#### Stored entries

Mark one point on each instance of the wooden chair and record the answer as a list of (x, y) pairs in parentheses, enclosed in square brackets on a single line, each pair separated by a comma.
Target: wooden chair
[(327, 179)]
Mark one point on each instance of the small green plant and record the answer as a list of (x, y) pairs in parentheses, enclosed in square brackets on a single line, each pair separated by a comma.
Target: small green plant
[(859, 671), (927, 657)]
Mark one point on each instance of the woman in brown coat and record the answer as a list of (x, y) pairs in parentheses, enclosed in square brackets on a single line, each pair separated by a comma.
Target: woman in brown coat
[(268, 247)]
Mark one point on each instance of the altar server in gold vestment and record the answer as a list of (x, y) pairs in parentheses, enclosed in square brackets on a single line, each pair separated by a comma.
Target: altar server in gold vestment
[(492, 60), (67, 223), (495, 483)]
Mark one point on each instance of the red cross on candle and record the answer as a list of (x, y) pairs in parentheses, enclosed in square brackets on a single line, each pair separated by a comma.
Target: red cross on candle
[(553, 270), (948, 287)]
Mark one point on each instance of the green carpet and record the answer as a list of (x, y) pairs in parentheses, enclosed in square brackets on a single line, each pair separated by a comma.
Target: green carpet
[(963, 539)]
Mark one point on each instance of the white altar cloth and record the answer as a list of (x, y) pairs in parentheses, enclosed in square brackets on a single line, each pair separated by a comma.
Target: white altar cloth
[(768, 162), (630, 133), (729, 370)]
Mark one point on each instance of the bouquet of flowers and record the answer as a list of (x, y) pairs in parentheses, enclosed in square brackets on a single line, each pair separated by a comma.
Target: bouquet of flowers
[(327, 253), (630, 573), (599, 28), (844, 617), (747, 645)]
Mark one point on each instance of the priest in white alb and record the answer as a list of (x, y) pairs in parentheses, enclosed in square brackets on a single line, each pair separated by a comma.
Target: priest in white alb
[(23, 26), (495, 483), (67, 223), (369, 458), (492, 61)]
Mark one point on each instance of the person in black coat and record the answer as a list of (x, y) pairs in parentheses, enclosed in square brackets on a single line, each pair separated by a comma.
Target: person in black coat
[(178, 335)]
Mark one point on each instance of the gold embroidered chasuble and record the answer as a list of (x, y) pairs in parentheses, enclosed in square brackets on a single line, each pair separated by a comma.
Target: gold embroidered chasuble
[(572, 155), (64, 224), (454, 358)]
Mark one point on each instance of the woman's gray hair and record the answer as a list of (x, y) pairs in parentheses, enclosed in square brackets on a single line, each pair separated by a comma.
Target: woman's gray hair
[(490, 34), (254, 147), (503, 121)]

#### Work item
From the first line to the last, write out the data exactly.

#### Task solution
Mark one point on each instance of the wooden chair and record the answer as a list of (x, y) pairs in parentheses, enclosed in square brackets on a single line, each pair separated by a comma.
Target: wooden chair
[(327, 179)]
Mark one point on each instance of the small green plant and record the answer as a list of (x, y) pairs in parentheses, enclosed in square brackets on a single line, each pair separated by a comma.
Target: small green plant
[(859, 671), (927, 657)]
Mark one point on each instance of the woman in brown coat and record the answer as a list of (x, y) pairs in parentheses, enclosed in square brackets on a single line, each pair separated by a comma.
Target: woman in brown coat
[(268, 247)]
Mark one point on each instance of the altar server in gold vestment and record the answer as a list of (x, y) pairs in parentheses, enclosed in square brackets on a single line, each pair separated by a comma.
Target: altar server in gold vestment
[(492, 60), (67, 223), (495, 483)]
Mark one point on each instance of the red cross on candle and record the answer as a list of (x, y) pairs in parentheses, enclosed in square brackets on a single line, each pair separated by a comma.
Target: red cross on candle
[(553, 270), (948, 287)]
Mark one point on each instance of the green carpet and record the answer as a list of (x, y) pairs in parentheses, enclosed in square brackets on a single line, each pair separated by a comma.
Target: green carpet
[(963, 539)]
Mark one point on each instance of the white altar cloth and record the answer as a list of (x, y) pairs in parentheses, enclosed in square brackets on a single line, each pair separated by a comma.
Target: white altar cloth
[(768, 162), (630, 133), (729, 370)]
Mark one point on each instance of the bouquet of flowers and record the answer as a list of (x, y) pairs in parentheses, enclosed in square brackets on a single line, each pair separated by a comma.
Target: bouquet of flowers
[(327, 253), (630, 573), (599, 28), (844, 617), (747, 645)]
Mark one point on each instance of the priest in white alb and record the answer as a list of (x, y) pairs in parentheses, enclosed in square brackets on a single line, each pair separated by a comma.
Target: priest in white alb
[(23, 26), (495, 483), (67, 223), (369, 458), (492, 61)]
Mark one point on each instance of the person in black coat and record the answer as a list of (x, y) pairs in parentheses, enclosed in square brackets on a single line, each pair separated by a comma.
Target: person in black coat
[(178, 335)]
Mark one point on each instance of the gold embroidered chasuble and record the answer as a list of (x, y) pairs in parentheses, enclosed in square brackets on a single line, each pair separated by a comma.
Target: gold embroidered chasuble
[(572, 155), (64, 224), (454, 358)]
Mark one point on each instance of the woman's gray hair and record the answer as a list of (x, y) pairs in parentheses, enclosed in square brackets on a single line, each pair separated by a comma.
Target: woman's gray hair
[(490, 34), (254, 147), (503, 121)]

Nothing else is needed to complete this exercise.